== Entries taken from a collection ==
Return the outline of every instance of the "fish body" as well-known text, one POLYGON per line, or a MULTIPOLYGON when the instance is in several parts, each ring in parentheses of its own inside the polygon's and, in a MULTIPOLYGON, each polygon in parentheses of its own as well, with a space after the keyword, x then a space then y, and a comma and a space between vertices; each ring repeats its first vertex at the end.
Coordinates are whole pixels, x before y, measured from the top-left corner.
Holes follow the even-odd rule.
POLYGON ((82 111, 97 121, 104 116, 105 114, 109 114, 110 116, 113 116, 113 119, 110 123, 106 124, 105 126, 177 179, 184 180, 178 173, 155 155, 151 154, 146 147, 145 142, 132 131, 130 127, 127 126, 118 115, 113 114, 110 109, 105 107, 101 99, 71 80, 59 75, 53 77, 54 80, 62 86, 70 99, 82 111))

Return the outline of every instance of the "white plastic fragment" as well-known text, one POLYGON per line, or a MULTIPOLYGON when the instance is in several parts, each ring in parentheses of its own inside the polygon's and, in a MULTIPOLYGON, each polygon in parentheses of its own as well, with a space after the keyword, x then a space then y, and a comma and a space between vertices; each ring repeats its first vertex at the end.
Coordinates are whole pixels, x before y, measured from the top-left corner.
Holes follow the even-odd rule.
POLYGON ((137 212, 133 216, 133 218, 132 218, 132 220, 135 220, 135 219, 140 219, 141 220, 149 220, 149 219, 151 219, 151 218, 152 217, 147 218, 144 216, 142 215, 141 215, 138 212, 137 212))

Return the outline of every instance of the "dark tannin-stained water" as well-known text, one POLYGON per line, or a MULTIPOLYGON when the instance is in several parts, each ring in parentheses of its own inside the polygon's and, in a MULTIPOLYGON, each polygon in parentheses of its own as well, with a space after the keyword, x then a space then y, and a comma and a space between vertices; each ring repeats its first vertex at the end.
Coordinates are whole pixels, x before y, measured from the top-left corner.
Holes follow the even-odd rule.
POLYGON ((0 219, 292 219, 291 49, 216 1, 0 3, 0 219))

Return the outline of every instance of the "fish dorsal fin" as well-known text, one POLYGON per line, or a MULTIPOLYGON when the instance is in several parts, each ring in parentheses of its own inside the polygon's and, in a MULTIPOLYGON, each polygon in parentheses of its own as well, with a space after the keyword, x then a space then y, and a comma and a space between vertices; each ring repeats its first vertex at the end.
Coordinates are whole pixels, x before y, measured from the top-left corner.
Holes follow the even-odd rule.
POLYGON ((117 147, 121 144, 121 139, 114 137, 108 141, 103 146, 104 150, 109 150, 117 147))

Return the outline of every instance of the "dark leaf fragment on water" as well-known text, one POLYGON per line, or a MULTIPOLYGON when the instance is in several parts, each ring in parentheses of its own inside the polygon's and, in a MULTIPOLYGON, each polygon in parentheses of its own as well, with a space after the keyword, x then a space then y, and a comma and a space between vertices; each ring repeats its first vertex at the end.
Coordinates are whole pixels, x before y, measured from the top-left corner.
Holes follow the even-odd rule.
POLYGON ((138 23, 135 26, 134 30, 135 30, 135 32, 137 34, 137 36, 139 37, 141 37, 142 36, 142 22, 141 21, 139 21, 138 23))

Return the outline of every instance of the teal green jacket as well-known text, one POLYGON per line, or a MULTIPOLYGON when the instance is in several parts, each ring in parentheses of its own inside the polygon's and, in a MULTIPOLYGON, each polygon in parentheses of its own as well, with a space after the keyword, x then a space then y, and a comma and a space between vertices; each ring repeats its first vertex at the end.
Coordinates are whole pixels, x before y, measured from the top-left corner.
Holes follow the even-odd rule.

--

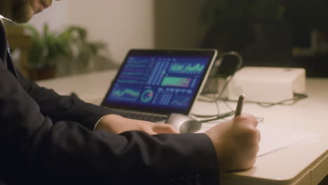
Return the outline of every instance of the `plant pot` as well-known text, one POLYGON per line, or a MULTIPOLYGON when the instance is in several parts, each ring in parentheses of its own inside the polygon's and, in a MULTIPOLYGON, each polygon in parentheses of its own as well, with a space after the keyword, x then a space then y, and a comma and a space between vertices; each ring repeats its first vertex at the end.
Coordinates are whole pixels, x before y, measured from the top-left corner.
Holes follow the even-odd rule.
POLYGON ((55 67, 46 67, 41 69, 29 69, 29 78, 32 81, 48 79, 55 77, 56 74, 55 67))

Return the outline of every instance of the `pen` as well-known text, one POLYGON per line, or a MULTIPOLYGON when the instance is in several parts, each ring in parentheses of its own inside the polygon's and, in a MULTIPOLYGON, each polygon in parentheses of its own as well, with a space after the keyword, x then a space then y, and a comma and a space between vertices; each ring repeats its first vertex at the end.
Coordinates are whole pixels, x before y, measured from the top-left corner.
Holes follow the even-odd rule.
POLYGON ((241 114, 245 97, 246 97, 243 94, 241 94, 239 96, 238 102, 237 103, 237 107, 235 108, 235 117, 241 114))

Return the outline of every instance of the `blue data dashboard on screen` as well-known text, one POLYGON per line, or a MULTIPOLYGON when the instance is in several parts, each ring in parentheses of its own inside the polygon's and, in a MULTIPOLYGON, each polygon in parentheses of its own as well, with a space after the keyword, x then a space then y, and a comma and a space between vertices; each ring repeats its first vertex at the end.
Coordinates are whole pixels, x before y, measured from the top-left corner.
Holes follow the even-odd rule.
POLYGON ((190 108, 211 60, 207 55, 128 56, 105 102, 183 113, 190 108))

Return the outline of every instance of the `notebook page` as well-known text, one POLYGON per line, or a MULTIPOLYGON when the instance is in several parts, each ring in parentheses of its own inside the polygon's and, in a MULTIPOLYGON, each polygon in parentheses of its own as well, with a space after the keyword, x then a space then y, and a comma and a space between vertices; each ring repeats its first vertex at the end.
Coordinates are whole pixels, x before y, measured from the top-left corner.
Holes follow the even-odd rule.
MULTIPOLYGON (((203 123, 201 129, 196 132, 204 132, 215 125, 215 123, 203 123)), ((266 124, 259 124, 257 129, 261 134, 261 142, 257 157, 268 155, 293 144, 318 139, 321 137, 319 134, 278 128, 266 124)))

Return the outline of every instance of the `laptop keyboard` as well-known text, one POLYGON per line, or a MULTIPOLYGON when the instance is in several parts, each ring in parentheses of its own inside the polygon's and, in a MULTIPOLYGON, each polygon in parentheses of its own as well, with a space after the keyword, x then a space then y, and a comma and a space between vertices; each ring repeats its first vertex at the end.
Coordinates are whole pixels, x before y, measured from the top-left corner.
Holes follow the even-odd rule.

== TO BE DONE ==
Rewrite only the lines of the records above, starting at the line containing "leaf fragment on" and ending at the line containing "POLYGON ((138 23, 135", both included. Keep the requests unchanged and shift every coordinate in the answers by adding -109 to it.

== RESULT OF THE EXERCISE ==
Return the outline of every instance of the "dark leaf fragment on water" as well-known text, one POLYGON per line, or a MULTIPOLYGON when the instance is in several parts, each ring in parentheses of its own inside the polygon's and, in a MULTIPOLYGON, each polygon in parentheses of its own as well, with a space after the keyword, x then a space then y, and a comma and a space between vertices; each ring repeats its first vertex at the end.
Coordinates are whole pixels, x before y, measured from the top-left corner.
Holes follow the even-odd rule.
POLYGON ((29 -86, 26 -83, 25 -79, 26 -79, 26 -77, 28 -75, 28 -73, 30 -72, 32 -72, 33 -73, 33 -87, 32 -88, 30 -88, 29 -86))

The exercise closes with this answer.